**Material supplied**
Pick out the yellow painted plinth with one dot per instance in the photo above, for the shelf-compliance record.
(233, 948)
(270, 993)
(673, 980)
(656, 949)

**Required work**
Please give back the listing in full; each line must match exactly.

**Written solution**
Pick out the yellow painted plinth with one dot per instance in the photo above, for the shelf-compliance record.
(233, 948)
(270, 993)
(673, 980)
(656, 949)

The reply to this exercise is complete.